▶ [WHAT YOU NEED TO DO]: Set down every record once more, exactly as given.

▶ [SOURCE MATERIAL]:
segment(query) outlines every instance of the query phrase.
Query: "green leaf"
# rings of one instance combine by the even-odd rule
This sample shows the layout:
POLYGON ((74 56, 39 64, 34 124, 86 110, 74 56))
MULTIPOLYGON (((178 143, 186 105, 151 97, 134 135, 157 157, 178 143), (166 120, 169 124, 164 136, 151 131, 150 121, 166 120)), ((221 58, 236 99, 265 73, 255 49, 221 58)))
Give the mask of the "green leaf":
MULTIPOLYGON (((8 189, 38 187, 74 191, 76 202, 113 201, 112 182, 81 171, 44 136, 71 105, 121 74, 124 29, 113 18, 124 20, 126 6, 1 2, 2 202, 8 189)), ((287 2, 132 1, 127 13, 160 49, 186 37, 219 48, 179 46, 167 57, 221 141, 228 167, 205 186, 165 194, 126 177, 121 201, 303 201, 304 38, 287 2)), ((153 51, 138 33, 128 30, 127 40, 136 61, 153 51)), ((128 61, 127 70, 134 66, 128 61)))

▶ [CORRECT ANSWER]:
segment(query) outlines every instance of the query phrase.
Query: "green leaf"
# rings of one instance combine by the even-odd rule
This sample shows the layout:
POLYGON ((74 56, 39 64, 34 124, 86 110, 74 56))
MULTIPOLYGON (((178 143, 186 105, 151 97, 134 135, 157 157, 178 143), (166 120, 169 124, 164 136, 151 131, 150 121, 166 120)), ((221 58, 236 99, 265 73, 255 49, 221 58)))
Give the mask of the "green leaf":
MULTIPOLYGON (((8 189, 38 187, 74 191, 76 202, 113 201, 112 182, 81 171, 44 136, 71 105, 121 74, 124 29, 113 18, 124 20, 126 6, 1 2, 2 202, 8 189)), ((287 2, 132 1, 127 13, 160 49, 186 37, 219 48, 179 46, 167 57, 221 141, 228 167, 205 186, 165 194, 126 177, 121 201, 303 201, 304 38, 287 2)), ((153 51, 138 33, 128 30, 127 40, 136 61, 153 51)), ((128 61, 127 70, 134 66, 128 61)))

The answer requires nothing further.